Excerpt provided
######
Animation/Python/PyGames vs battery charge

John Gilmore gnu at toad.com
Wed Jan 30 01:21:51 EST 2008


> I am trying to preserve as much battery energy as I can.
> 
> So I am setting a specific frame rate and sleeping beyond what it takes to 
> maintain that frame rate.
> 
> Do you think this will actually reduce the drain on the XO battery?

Sleeping for a small fraction of a second (e.g. 1/20th of a second or
less) will reduce the CPU's power drain slightly, when the Linux
scheduler executes a "Halt" instruction.  But it won't allow the XO's
very aggressive powering down of the whole CPU chip.  That's because
it currently takes the OLPC OS almost a whole second to power down or
power up the CPU chip.  (This, in turn, is partly caused by the
hardware being designed to do that for Windows "when the user hits the
manual Suspend button", and partly by inefficiencies in the kernel
drivers that will soon be addressed.)  The system's design goal is to
do this in a tenth or a second or so.  Thus any frame rate above about
8 Hz is going to make suspending impossible while your game is
running, even with the best possible auto-suspend software running in
today's hardware.
######
Material provided
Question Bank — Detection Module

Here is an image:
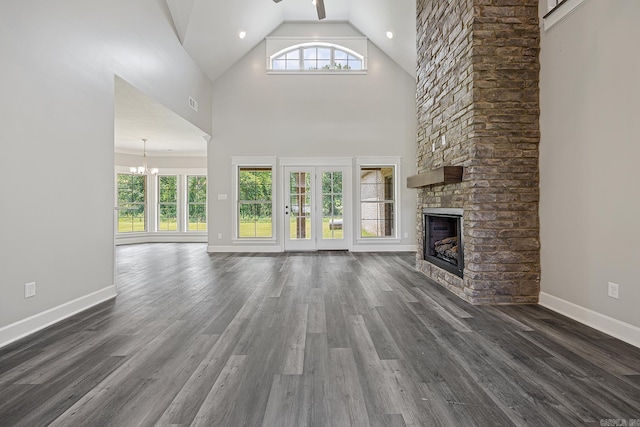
######
Short task
Reproduce word for word the passage of the battery-drain reply above, from "John Gilmore gnu" to "the XO battery?".

Response to this exercise
John Gilmore gnu at toad.com
Wed Jan 30 01:21:51 EST 2008


> I am trying to preserve as much battery energy as I can.
> 
> So I am setting a specific frame rate and sleeping beyond what it takes to 
> maintain that frame rate.
> 
> Do you think this will actually reduce the drain on the XO battery?